:: BRANO FORNITO ::
#####
Torino, 18 marzo 2010
Ogni giorno, ogni settimana che passa i dati e le informazioni che giungono da Governi, Banche Centrali, Organismi Internazionali, Centri studi e altri opinion makers variamente titolati nel dare giudizi continuano a presentare dati …. diciamo poco significativi, tutt’altro che incoraggianti … alle volte quasi desolanti nel confermare o meno eventuali segnali di ripresa.
Anche questa è stata una settimana non da meno per non stare allegri. Ecco perché:
- Martedì 16 marzo il governatore della Banca d'Italia Draghi davanti al Parlamento Europeo a Bruxelles in qualità di presidente del Financial Stability Board ha ricordato che se le banche sono sull’avvio del risanamento ciò non toglie che i loro bilanci restano ancora esposti ad elementi di fragilità legati soprattutto allo stato della ripresa economica.
- La Merkel ha usato toni insolitamente duri a proposito dell’aiuto alla Grecia. Già ad inizio settimana il suo ministro delle finanze Wolfgang Schaeuble prospettava un’ eventuale uscita dalla zona euro di un paese ...qualsiasi... incapace di rispettare le regole. Certamente i tedeschi che stanno pagando ancora oggi il cambio di 1:1 del marco occidentale con quello della DDR dopo la caduta del muro non hanno più il “desiderio” di fare opere solidaristiche anche se il discorso è così complicato a livello politico e di tenuta delle Istituzioni Europee che sembra più una provocazione che una realtà dei fatti. Ne parleremo meglio nei prossimi giorni a proposito dell’euro contro dollaro
- In un focus su La Stampa del 12 marzo Mario Deaglio ribadiva con pochi ma significativi numeri quanto segue “Fatto pari a 100 il valore del 2005, la produzione industriale italiana raggiunse il suo massimo pre-crisi nell’aprile 2008 con il valore di 108,9. La crisi la fece letteralmente precipitare, tanto che nel marzo 2009 si toccò il valore straordinariamente basso di 81,1 con una contrazione del 26 per cento. La risalita successiva appare troppo lenta: ha portato l’indice di gennaio al valore di 87,9, (-19 per cento rispetto ai livelli pre-crisi) e se continueremo a questa velocità ritorneremo ai livelli di anni che oggi ci sembrano dorati non prima della fine del 2013. E quando ci saremo arrivati, tenuto conto dei normali aumenti della produttività, indispensabili per restare sui mercati internazionali, l’industria - che ha già subito una perdita di oltre 300 mila posti di lavoro - darà lavoro a un numero di persone sensibilmente inferiore a quello di allora”. E ancora: “la caduta produttiva europea ha le sue origini nel forte calo delle esportazioni più che dei consumi interni”.
#####
:: COMPITI ::
1. Riproduci fedelmente la parte del brano sulla crisi economica che comincia con "Torino, 18 marzo" e termina con "segnali di ripresa.".
2. Rispondi a queste domande sul brano sulla crisi economica:
(a) In quale città Draghi ha parlato davanti al Parlamento Europeo?
(b) Come si chiama il ministro delle finanze che ha prospettato l'uscita dalla zona euro di un paese incapace di rispettare le regole?
(c) Secondo Deaglio, quale valore toccò la produzione industriale italiana nel marzo 2009?
3. Riprendi il brano sulla crisi economica e proseguilo dal punto in cui si interrompe.
Le voci riportate qui sotto sono materiale separato dal brano.

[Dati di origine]
#####
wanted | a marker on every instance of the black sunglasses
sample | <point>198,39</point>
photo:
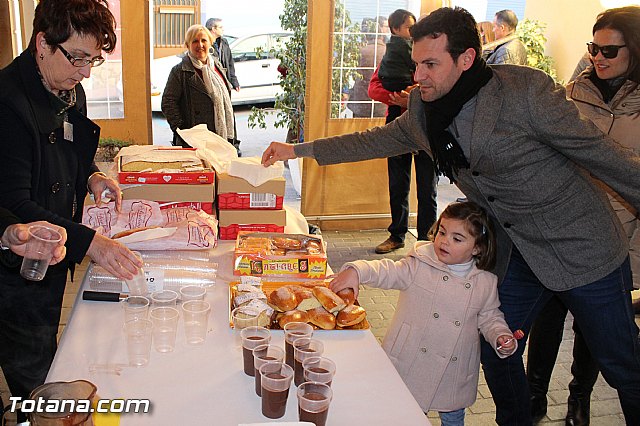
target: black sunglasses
<point>81,62</point>
<point>609,52</point>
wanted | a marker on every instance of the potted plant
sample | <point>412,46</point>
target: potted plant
<point>531,33</point>
<point>109,147</point>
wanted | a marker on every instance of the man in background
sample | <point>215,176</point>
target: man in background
<point>507,47</point>
<point>222,50</point>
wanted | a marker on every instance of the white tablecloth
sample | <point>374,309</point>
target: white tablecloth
<point>205,385</point>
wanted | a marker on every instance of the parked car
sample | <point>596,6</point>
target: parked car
<point>256,69</point>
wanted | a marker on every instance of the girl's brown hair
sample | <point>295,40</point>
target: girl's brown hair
<point>478,225</point>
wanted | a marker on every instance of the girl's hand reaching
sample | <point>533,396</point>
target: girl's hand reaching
<point>346,279</point>
<point>506,344</point>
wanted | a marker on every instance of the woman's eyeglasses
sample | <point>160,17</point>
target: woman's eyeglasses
<point>81,62</point>
<point>609,52</point>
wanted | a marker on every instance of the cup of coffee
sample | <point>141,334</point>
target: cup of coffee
<point>39,251</point>
<point>293,331</point>
<point>263,354</point>
<point>252,337</point>
<point>276,380</point>
<point>319,369</point>
<point>313,402</point>
<point>303,348</point>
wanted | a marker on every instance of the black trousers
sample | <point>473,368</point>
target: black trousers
<point>399,169</point>
<point>29,318</point>
<point>544,342</point>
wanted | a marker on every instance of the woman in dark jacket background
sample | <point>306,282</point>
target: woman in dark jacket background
<point>197,90</point>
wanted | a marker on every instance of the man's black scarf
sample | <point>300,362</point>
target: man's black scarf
<point>448,157</point>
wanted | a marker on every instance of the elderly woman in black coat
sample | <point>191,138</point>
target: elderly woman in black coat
<point>197,91</point>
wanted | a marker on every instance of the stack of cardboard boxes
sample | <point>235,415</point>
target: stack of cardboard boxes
<point>176,191</point>
<point>244,207</point>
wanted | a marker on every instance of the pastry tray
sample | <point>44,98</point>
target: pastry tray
<point>269,286</point>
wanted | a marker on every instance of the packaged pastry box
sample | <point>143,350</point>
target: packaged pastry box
<point>269,319</point>
<point>265,254</point>
<point>144,172</point>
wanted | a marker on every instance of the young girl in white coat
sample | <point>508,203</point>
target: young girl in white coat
<point>447,299</point>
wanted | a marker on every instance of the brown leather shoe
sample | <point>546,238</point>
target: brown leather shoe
<point>388,246</point>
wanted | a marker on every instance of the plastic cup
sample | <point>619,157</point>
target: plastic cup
<point>252,337</point>
<point>135,307</point>
<point>293,331</point>
<point>192,292</point>
<point>319,369</point>
<point>303,348</point>
<point>139,336</point>
<point>196,317</point>
<point>165,327</point>
<point>276,380</point>
<point>138,284</point>
<point>263,354</point>
<point>313,402</point>
<point>165,298</point>
<point>39,251</point>
<point>243,318</point>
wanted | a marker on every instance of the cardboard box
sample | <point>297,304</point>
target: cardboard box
<point>233,221</point>
<point>260,260</point>
<point>237,194</point>
<point>201,177</point>
<point>171,196</point>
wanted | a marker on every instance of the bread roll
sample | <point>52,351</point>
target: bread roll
<point>292,316</point>
<point>347,295</point>
<point>308,304</point>
<point>328,299</point>
<point>322,318</point>
<point>351,315</point>
<point>283,299</point>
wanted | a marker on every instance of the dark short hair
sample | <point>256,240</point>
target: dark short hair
<point>627,21</point>
<point>479,226</point>
<point>59,19</point>
<point>397,18</point>
<point>211,22</point>
<point>507,17</point>
<point>458,25</point>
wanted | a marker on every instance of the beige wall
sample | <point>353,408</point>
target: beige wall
<point>568,29</point>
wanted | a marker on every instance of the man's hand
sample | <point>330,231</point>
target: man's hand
<point>277,151</point>
<point>16,236</point>
<point>98,182</point>
<point>114,257</point>
<point>346,279</point>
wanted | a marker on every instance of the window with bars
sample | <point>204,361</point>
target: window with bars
<point>360,35</point>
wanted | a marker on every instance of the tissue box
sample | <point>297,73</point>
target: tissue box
<point>262,254</point>
<point>237,194</point>
<point>233,221</point>
<point>200,177</point>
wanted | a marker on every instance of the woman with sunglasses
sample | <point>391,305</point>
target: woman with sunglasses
<point>607,92</point>
<point>47,145</point>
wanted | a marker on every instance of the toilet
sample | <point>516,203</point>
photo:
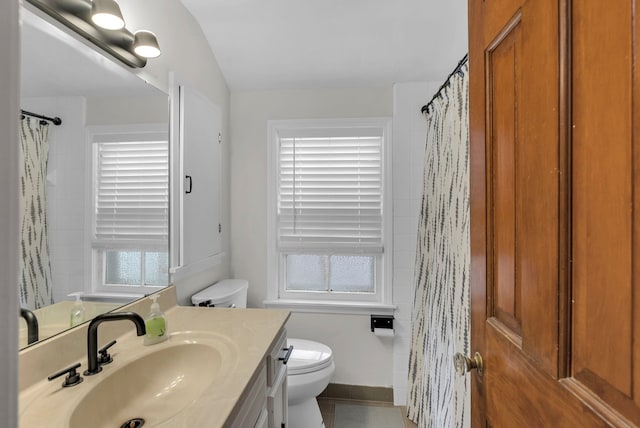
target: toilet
<point>310,365</point>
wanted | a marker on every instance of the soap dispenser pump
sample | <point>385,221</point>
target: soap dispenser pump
<point>156,324</point>
<point>77,312</point>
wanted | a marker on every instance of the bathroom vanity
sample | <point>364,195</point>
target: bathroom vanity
<point>219,368</point>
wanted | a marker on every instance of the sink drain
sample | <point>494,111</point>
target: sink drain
<point>133,423</point>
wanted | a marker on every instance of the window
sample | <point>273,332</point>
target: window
<point>130,215</point>
<point>328,225</point>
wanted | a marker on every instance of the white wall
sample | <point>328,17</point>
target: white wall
<point>361,358</point>
<point>409,134</point>
<point>9,106</point>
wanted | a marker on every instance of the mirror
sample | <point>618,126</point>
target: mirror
<point>102,105</point>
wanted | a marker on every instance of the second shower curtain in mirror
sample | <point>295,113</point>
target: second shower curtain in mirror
<point>35,266</point>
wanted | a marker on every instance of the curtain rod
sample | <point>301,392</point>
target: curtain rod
<point>54,120</point>
<point>446,83</point>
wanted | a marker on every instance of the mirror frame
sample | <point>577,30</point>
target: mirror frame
<point>110,54</point>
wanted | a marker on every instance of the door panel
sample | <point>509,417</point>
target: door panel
<point>502,74</point>
<point>604,311</point>
<point>554,183</point>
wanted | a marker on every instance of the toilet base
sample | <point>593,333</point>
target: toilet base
<point>305,415</point>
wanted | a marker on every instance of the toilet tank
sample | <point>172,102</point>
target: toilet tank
<point>228,293</point>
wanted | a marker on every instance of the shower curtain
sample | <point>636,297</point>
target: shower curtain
<point>35,267</point>
<point>437,397</point>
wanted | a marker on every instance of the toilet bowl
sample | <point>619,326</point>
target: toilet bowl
<point>310,368</point>
<point>310,365</point>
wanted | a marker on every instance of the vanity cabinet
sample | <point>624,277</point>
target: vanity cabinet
<point>265,403</point>
<point>196,229</point>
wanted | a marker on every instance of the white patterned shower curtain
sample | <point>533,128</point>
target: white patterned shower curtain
<point>35,267</point>
<point>437,397</point>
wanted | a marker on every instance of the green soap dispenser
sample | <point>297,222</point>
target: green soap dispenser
<point>156,324</point>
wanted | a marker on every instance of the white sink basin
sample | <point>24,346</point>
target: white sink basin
<point>155,387</point>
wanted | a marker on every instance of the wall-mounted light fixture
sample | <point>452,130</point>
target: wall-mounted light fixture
<point>101,22</point>
<point>106,14</point>
<point>145,44</point>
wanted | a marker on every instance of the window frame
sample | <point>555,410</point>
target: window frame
<point>331,302</point>
<point>97,249</point>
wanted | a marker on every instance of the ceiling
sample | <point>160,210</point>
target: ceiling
<point>279,44</point>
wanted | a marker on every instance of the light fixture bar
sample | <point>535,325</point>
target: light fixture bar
<point>106,14</point>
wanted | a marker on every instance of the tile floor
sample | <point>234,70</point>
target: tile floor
<point>347,416</point>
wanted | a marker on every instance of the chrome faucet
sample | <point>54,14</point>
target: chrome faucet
<point>92,336</point>
<point>32,325</point>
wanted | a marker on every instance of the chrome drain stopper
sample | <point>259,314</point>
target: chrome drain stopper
<point>133,423</point>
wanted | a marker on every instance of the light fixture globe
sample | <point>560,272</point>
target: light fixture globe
<point>145,44</point>
<point>106,14</point>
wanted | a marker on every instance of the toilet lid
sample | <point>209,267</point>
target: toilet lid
<point>308,356</point>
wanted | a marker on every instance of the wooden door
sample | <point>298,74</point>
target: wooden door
<point>554,178</point>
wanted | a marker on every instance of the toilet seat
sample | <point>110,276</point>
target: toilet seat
<point>308,356</point>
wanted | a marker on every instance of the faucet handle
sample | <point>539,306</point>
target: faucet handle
<point>72,379</point>
<point>104,357</point>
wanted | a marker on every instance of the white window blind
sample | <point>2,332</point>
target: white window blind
<point>132,191</point>
<point>330,191</point>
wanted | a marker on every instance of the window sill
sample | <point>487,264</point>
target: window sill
<point>329,307</point>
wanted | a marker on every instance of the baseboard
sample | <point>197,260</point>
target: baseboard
<point>358,392</point>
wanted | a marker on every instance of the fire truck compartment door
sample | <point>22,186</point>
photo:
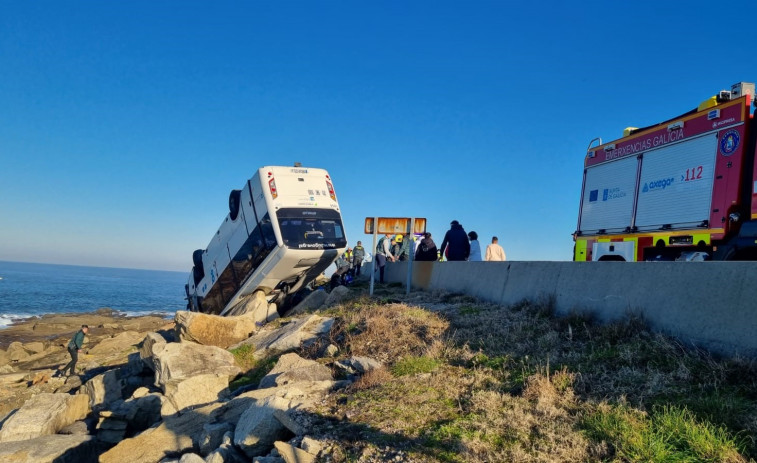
#####
:: RISPOSTE AI COMPITI ::
1.
Torino, 18 marzo 2010
Ogni giorno, ogni settimana che passa i dati e le informazioni che giungono da Governi, Banche Centrali, Organismi Internazionali, Centri studi e altri opinion makers variamente titolati nel dare giudizi continuano a presentare dati …. diciamo poco significativi, tutt’altro che incoraggianti … alle volte quasi desolanti nel confermare o meno eventuali segnali di ripresa.

2.
(a) Bruxelles.
(b) Wolfgang Schaeuble.
(c) 81,1.

3.
Mi sembra che sono dati e constatazioni che si commentano da soli !!
- Qualche segnale di risveglio dei prezzi viene dai dati di fine febbraio per l’Italia con un più 0,1 % di gennaio 2010 sul mese precedente e un + 1,3% su base annua (direi però che il fenomeno è più fisiologico, del momento..…visto che gli Euribor sia sui tassi fissi che sui variabili non presentano assolutamente significative variazioni e la Fed, in un contesto americano – ma si sa quanto conti a livello globale – ha lasciato invariato l’altro giorno il costo del denaro tra 0 – 0,25 %)
- I prezzi del petrolio sono di nuovo sui massimi del periodo (oggi mentre scrivo è a $ 82.60) ma ritoccando per la terza volta questi prezzi già visti a metà ottobre 2009 e inizio gennaio 2010. Al momento a mio avviso è più fenomeno speculativo che anticipatorio di vere attese di ripresa delle attività produttive.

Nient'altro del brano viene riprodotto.